***** Shopping for Bombs: Nuclear Proliferation, Global Insecurity, and the Rise and Fall of the A. Q. Kahn Network. By Gordon Corera; published by Oxford University Press, USA www.oup.com/us (Web); 288 pages; $28.
When I saw the newspaper headlines in my hotel in The Hague—something about a guy named Kahn stealing nuclear secrets from a laboratory a couple hours away—the story didn’t mean much to me. I had never heard of Ultra Centrifuge Nederland and didn’t know that A. Q. Kahn was a key link to bomb projects in Pakistan, North Korea, Iran, Iraq, and Libya.
This book details Kahn’s role in stealing uranium centrifuge plans, becoming the father of the bomb in Pakistan, then selling his nuclear knowledge for hundreds of millions to the highest bidders. The author also goes into details of the race between western intelligence agencies and the Kahn network.
One of book’s most interesting elements is its account of the international effort to stop Libya’s fast-moving nuclear program. Western authorities knew late in 2003 that a secret Malaysian supplier was providing critical parts to Libya’s effort. A specific shipment was known to be on a vessel for Tripoli. In the middle of the night, the ship was diverted and its cargo seized thanks to the combined efforts of German, Italian, American, and British intelligence agencies. The event led directly to Libya’s abandonment of its nuclear aspirations.
The book carries readers from the 1970s to 2005, with details of secret nuclear proliferation networks and the detective work of those who cracked them. The author obviously has well-placed sources who were directly involved in intelligence collection, investigations, and negotiations.
This book would be a good read for nearly any audience, but it is recommended in particular to anyone interested in foreign intelligence and nuclear proliferation. It shows, on a grand scale, the value of those individuals who work to make the world more secure.
Reviewer: Gordon Mitchell, Ph.D, CPP, operates Future Focus, a Seattle company that provides computer forensic services and inspections for electronic eavesdropping devices. He is a member of ASIS.

— DATASET CONTENT —
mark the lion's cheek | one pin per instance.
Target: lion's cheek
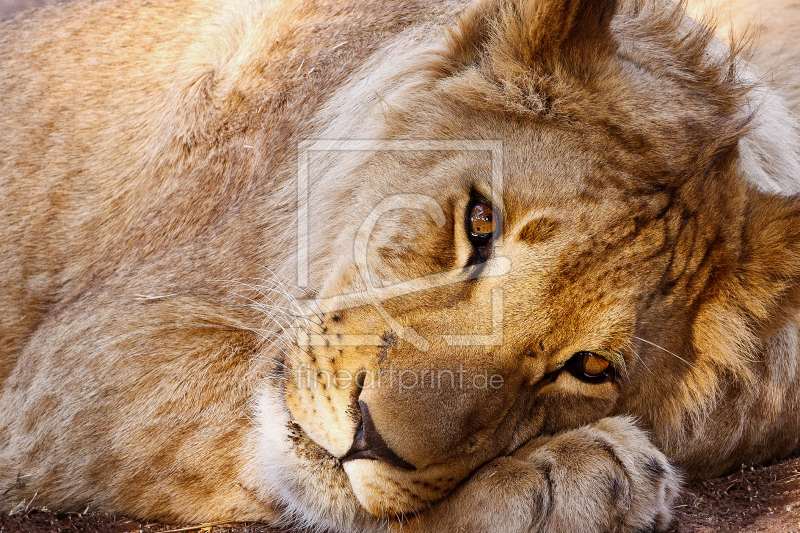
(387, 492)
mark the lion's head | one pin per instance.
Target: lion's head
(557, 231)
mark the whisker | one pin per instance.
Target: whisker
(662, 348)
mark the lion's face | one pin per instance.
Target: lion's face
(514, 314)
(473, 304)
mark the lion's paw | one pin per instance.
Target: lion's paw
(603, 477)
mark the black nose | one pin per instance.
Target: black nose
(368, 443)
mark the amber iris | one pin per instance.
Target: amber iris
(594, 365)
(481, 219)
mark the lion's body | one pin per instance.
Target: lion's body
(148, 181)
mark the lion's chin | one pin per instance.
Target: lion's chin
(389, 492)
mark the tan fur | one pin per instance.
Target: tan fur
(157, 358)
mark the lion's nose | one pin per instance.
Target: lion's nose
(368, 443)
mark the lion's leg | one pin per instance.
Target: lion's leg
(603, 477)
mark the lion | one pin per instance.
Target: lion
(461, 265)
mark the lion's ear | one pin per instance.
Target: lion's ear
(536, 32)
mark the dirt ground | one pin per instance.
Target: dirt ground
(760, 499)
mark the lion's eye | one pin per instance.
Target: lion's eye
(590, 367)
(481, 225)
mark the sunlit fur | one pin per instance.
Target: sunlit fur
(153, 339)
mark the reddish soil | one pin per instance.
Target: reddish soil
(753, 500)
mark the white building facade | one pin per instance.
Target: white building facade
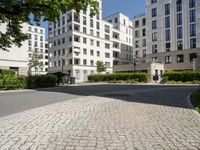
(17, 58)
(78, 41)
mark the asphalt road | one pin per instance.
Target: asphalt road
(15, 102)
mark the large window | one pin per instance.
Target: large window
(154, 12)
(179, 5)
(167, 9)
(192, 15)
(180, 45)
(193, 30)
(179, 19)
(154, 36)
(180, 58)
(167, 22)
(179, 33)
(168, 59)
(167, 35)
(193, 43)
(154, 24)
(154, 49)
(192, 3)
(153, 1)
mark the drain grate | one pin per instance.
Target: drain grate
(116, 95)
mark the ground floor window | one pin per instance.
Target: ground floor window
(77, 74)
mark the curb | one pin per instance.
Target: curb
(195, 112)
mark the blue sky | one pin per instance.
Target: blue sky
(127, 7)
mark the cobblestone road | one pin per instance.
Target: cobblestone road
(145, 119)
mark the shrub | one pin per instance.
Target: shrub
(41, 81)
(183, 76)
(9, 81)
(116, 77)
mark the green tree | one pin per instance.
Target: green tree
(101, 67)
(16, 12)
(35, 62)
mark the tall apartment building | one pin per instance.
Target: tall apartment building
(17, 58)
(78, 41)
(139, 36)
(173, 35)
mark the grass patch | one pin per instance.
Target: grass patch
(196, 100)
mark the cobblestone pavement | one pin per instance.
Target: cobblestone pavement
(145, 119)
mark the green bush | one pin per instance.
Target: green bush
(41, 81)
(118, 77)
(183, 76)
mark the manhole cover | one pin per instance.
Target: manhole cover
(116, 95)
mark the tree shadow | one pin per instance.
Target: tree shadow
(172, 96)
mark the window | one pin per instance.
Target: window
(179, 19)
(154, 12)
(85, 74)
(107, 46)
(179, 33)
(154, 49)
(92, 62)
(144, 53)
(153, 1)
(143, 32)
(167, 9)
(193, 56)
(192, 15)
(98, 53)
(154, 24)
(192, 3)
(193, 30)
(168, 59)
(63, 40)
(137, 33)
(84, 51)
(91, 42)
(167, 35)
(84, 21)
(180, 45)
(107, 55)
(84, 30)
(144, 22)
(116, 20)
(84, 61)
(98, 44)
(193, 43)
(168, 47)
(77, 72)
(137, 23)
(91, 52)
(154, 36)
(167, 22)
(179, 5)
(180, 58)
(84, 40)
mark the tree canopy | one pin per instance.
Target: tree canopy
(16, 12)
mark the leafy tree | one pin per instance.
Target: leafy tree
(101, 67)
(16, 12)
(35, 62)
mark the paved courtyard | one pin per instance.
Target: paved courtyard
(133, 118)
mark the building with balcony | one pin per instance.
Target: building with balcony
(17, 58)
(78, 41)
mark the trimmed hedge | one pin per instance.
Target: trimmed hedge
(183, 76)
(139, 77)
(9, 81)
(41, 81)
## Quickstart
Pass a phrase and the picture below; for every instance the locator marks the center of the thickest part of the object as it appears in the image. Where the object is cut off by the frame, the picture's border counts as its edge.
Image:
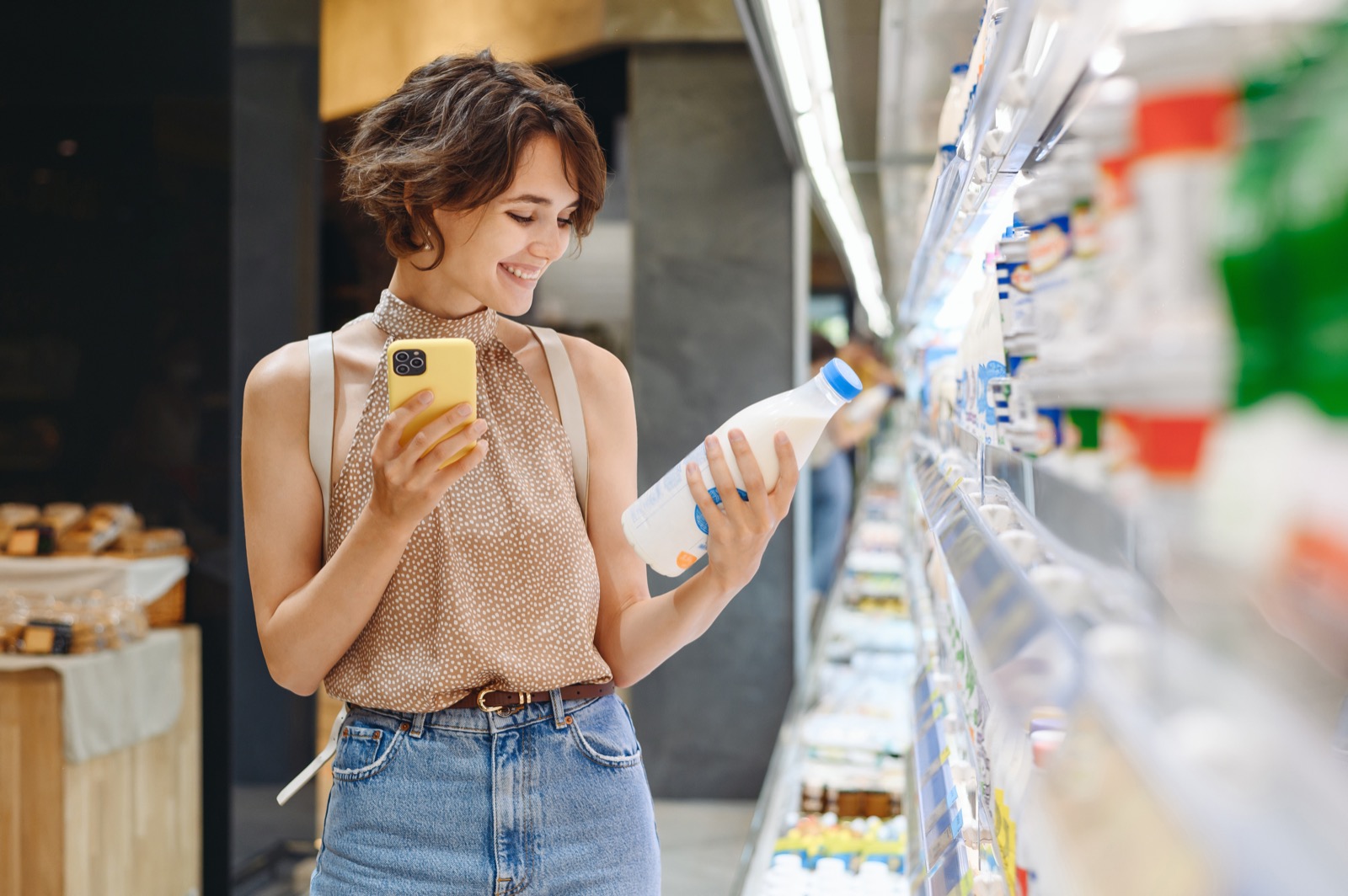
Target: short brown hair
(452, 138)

— WORK TASK 1 —
In the review of Shopping for Bombs, what led Libya to abandon its nuclear aspirations? Answer in one to three sentences.
— WORK TASK 2 —
According to the review of Shopping for Bombs, what period does the book cover?

— EXERCISE RESPONSE 1 —
Late in 2003, German, Italian, American, and British intelligence agencies worked together to divert a Tripoli-bound vessel in the middle of the night and seize its cargo. That cargo was a shipment of critical parts from a secret Malaysian supplier. The review says this event led directly to Libya's abandonment of its nuclear aspirations.

— EXERCISE RESPONSE 2 —
The book runs from the 1970s to 2005.